→ **EXERCISE BRIEF**: Please reproduce word for word the passage of the fried calamari thread that opens with the words containing "Suzanne beat me" and closes with "hot enough too.".

-- BEGIN EXTRACTED TEXT --

# Fried Calamari



## sevy (Feb 3, 2001)

I need a good Recipe for fried calamari, mine never stay crisp, love the ones at Greek restaurants
any help is appreciated
Cheers


----------



## suzanne (May 26, 2001)

The best way I know is the simplest: dip the calamari in milk, toss in flour (Wondra is great, if you can get it), shake off excess, drop in hot oil until golden (just a few seconds), drain, and sprinkle with salt. Serve immediately -- holding anything fried will affect crispness.


----------



## chefatl (Jun 2, 2004)

I drop mine in buttermilk then seasoned flour. As Suzanne said, you can't hold it. Fried food must be served immediately.


----------



## markv (May 16, 2003)

Suzanne beat me to the punch.

In the restaurant we simply did as she described, (although we didn't use wondra, just regular flour), and the calamari was crisp and delicious.

Make sure you're oil is hot enough too.

Mark


----------



## dano1 (Oct 23, 2003)

i just run through flour, fry, drain, season. Simple is better IMO. Heavy battered squid doesn't do it for me, although i do run my calamari steaks through flour then a light egg wash....


----------



## shahar (Dec 15, 1999)

Common mistake i've seen is sloppy flouring. You get uneven coating and places where it breaks. Work that flour in there, especially the inside of the rings. Shake excess off in a strainer. Fry.

-- END EXTRACTED TEXT --
-- BEGIN GIVEN RECORDS --

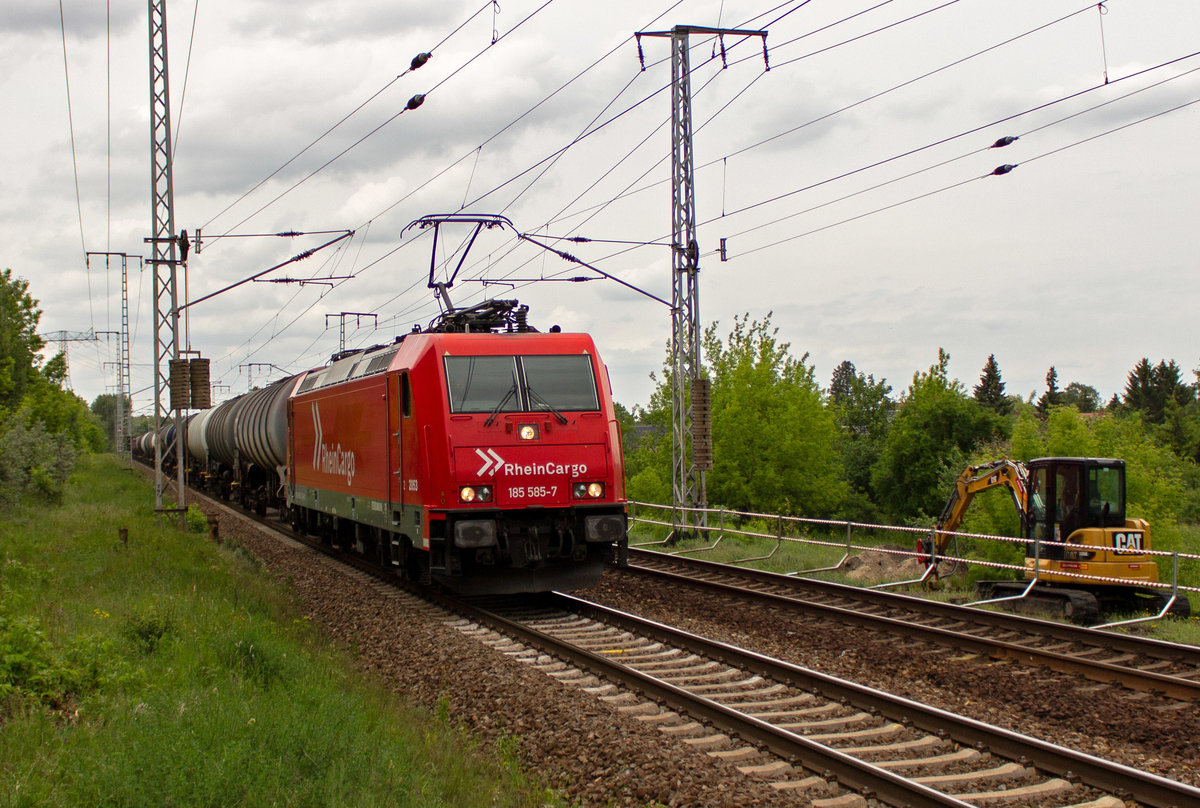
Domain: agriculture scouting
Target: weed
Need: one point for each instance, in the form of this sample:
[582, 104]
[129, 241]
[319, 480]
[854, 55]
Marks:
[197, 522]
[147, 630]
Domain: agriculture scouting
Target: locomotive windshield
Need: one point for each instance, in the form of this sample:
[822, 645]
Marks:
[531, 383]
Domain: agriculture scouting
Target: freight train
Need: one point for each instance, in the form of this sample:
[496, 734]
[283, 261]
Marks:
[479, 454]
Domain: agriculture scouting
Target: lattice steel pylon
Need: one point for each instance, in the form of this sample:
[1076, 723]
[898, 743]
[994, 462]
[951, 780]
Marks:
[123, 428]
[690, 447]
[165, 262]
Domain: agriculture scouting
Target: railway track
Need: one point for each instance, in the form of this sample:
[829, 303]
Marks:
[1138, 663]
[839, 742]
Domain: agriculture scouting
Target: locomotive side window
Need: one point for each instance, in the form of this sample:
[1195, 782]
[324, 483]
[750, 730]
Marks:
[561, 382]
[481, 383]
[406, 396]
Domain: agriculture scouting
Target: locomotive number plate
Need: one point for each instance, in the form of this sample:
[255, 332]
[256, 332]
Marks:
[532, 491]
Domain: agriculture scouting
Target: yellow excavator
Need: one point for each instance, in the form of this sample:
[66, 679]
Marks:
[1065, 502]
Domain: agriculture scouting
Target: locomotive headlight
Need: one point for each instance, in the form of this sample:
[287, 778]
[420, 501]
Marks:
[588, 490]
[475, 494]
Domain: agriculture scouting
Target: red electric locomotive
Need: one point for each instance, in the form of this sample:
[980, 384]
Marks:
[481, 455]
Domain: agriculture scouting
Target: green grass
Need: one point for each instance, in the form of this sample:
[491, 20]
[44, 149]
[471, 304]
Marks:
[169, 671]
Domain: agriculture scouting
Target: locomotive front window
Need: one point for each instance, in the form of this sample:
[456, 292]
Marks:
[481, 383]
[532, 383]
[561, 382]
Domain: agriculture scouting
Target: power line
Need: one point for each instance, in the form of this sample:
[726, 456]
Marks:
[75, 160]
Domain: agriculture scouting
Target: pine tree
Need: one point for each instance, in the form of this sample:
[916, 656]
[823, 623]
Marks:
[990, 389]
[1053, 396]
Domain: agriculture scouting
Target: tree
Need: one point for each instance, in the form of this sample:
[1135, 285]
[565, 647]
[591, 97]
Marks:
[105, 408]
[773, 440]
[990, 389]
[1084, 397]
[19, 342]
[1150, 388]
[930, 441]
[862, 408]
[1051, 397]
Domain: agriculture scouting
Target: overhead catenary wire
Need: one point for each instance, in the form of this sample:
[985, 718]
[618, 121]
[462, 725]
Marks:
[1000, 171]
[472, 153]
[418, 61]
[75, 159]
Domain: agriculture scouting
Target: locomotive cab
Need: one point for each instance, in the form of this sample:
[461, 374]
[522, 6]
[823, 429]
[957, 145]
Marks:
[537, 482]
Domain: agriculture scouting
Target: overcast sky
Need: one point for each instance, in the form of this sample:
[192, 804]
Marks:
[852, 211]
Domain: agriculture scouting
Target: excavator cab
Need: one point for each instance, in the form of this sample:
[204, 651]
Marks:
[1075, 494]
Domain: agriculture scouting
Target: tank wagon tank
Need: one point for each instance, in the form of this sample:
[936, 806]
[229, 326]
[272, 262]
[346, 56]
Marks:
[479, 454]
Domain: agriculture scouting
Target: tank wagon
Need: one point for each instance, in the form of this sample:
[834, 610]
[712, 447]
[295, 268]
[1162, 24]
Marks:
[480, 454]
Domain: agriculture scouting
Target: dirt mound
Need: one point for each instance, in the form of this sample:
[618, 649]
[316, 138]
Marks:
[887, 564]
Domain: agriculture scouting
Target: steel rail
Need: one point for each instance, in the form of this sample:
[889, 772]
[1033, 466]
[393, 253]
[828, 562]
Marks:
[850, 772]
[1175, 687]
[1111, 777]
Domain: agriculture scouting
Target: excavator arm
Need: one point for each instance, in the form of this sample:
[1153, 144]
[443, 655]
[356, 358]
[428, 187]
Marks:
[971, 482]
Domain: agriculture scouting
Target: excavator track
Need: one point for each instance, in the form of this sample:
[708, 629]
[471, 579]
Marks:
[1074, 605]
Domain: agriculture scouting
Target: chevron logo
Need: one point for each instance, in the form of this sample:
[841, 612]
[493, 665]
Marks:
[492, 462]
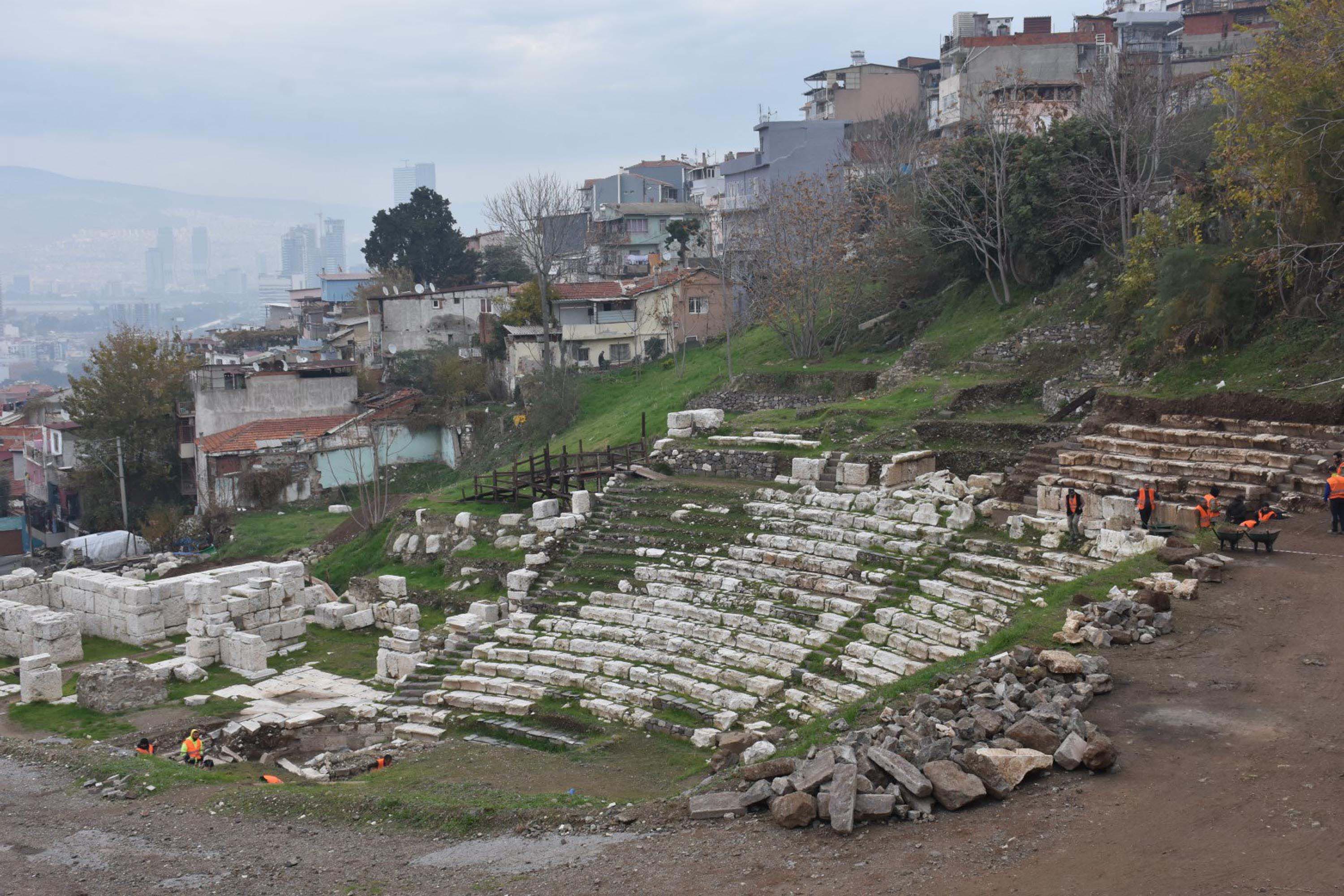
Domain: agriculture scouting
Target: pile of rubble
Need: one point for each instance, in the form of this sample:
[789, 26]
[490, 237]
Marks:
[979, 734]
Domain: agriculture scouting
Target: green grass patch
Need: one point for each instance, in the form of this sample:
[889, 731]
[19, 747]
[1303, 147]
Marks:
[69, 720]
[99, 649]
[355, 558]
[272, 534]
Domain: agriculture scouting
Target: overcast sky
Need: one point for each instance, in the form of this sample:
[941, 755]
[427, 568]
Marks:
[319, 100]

-- END GIVEN RECORDS --

→ **REPLY TO THE EXERCISE**:
Suzanne beat me to the punch.

In the restaurant we simply did as she described, (although we didn't use wondra, just regular flour), and the calamari was crisp and delicious.

Make sure you're oil is hot enough too.